Document excerpt:

Rigid and flexible transient analyses in Ansys

Sector: Automotive supplierSpecialist field: Structural mechanics

The drive mechanism of a VDO vehicle instrument, specifically the drive torque, should be designed to achieve a certain vibration amplitude. For a dynamic multibody analysis using simulation, VDO turned to CADFEM.

Summary

Task

A rigid-transient analysis for the multibody system (MBS) is created in Ansys. After importing the CAD model into Ansys DesignModeler, rigid assemblies are grouped, and the rigid parts are connected by joints. Various types of joint elements (spherical, translational, universal, etc.) can be configured by setting appropriate kinematic constraints for each or any of the six relative degrees of freedom of two components. After loading the swivel joint of the eccentric by a transient moment signal, the desired acceleration behavior of the component can be calculated.

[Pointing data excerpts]
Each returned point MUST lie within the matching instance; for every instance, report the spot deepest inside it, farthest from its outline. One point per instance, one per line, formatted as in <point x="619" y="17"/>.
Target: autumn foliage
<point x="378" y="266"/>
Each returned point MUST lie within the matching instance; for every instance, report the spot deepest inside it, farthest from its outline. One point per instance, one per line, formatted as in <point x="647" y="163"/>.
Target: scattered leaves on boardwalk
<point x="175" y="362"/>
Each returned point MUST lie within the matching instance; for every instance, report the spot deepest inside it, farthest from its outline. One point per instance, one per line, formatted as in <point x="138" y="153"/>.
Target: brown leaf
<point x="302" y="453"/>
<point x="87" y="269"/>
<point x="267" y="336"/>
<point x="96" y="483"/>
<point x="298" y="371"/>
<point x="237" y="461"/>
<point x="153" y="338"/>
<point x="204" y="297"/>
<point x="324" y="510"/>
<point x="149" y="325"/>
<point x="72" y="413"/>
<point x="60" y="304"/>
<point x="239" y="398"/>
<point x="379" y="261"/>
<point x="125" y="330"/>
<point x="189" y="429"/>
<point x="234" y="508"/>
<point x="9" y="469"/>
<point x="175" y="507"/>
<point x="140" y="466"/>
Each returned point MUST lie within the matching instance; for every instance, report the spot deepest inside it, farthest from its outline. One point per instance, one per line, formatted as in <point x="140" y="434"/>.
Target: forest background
...
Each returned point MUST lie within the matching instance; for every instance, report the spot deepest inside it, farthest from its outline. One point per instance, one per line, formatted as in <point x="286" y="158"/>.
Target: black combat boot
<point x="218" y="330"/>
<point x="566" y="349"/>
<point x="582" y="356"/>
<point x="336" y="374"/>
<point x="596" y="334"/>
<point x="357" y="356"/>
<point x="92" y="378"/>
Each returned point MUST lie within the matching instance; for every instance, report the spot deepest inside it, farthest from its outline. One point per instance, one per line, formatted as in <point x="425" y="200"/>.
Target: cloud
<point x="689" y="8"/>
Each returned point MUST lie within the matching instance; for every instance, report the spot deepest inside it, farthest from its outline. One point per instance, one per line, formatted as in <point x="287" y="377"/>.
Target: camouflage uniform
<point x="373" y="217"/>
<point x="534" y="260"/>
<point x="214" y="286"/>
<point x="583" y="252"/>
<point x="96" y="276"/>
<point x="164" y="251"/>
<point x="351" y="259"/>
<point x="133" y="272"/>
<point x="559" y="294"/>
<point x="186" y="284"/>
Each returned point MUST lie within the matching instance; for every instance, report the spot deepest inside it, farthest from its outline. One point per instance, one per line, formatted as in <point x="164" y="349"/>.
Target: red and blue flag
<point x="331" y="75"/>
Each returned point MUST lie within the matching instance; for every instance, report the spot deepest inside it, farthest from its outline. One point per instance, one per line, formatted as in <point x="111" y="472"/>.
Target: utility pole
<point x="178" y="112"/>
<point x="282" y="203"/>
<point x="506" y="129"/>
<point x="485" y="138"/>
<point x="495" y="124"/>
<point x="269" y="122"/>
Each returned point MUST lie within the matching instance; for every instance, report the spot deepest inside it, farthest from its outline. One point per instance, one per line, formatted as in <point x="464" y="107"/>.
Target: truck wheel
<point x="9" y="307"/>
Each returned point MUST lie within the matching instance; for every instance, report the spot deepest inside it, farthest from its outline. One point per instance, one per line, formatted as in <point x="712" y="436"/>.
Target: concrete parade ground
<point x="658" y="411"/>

What you need to do: In the Ansys analysis excerpt, what tool is the CAD model imported into? The listing is not needed for what comes next.

Solution for this exercise: Ansys DesignModeler